Exercise directions> Print every record exactly.

Data extracted from a collection
*** Begin section ***

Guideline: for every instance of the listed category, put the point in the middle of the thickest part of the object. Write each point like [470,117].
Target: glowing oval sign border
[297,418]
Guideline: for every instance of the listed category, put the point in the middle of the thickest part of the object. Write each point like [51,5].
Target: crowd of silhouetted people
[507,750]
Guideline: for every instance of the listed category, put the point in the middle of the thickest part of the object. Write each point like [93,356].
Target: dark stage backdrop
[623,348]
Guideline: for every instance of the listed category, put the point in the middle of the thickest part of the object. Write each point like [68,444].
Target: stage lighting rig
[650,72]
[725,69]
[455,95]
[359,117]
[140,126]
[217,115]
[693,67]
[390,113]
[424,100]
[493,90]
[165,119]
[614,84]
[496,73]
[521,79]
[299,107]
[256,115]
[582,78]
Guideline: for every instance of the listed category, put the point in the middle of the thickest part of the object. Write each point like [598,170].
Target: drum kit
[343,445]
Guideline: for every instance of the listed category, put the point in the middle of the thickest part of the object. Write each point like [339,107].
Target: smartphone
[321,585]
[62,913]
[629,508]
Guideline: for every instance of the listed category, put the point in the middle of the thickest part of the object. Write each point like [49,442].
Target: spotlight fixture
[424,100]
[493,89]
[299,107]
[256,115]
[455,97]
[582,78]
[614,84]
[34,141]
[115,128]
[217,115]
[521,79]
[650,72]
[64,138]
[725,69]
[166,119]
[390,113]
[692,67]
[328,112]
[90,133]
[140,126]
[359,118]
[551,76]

*** End section ***

Exercise answer>
Guideline: for every instance of the listed category, put the point in the middle of the thickest part of the object. Write each point like [470,117].
Target: glowing oval sign border
[297,418]
Guideline: for every instance of the listed category, put the point in the middle of the thickest part of the object. Write each point like [51,5].
Target: crowd of silhouetted people
[507,750]
Guideline: for every instance of the listed category, put the point in the middle of the thickest part of the object. Write each point like [93,356].
Target: dark stage backdrop
[623,348]
Guideline: for every instance of the listed category, put the point in the middle of the thickest part of the object. Write each point like [68,444].
Target: stage lighting rig
[650,72]
[725,69]
[455,95]
[359,117]
[140,126]
[217,115]
[693,67]
[390,113]
[424,100]
[493,90]
[165,119]
[614,84]
[496,73]
[521,79]
[299,107]
[256,115]
[582,78]
Guideline: for every instance of the listed category, put the point in the middle of the thickest part of the object. Write each point like [598,170].
Target: drum kit
[343,445]
Guideline: for every instance of the listed category, put the point in the middle of the thickest part of the object. Write each point like [339,107].
Target: smartphone
[321,585]
[62,913]
[629,508]
Guideline: for every instance of the listed category, put the point in the middle of the thickest part of the object. Write each point like [49,442].
Target: spotlight fixture
[424,100]
[493,89]
[299,107]
[256,115]
[455,97]
[582,78]
[614,84]
[34,141]
[115,128]
[217,115]
[521,79]
[650,72]
[64,138]
[725,69]
[166,119]
[390,113]
[692,67]
[328,112]
[90,133]
[140,126]
[359,118]
[551,76]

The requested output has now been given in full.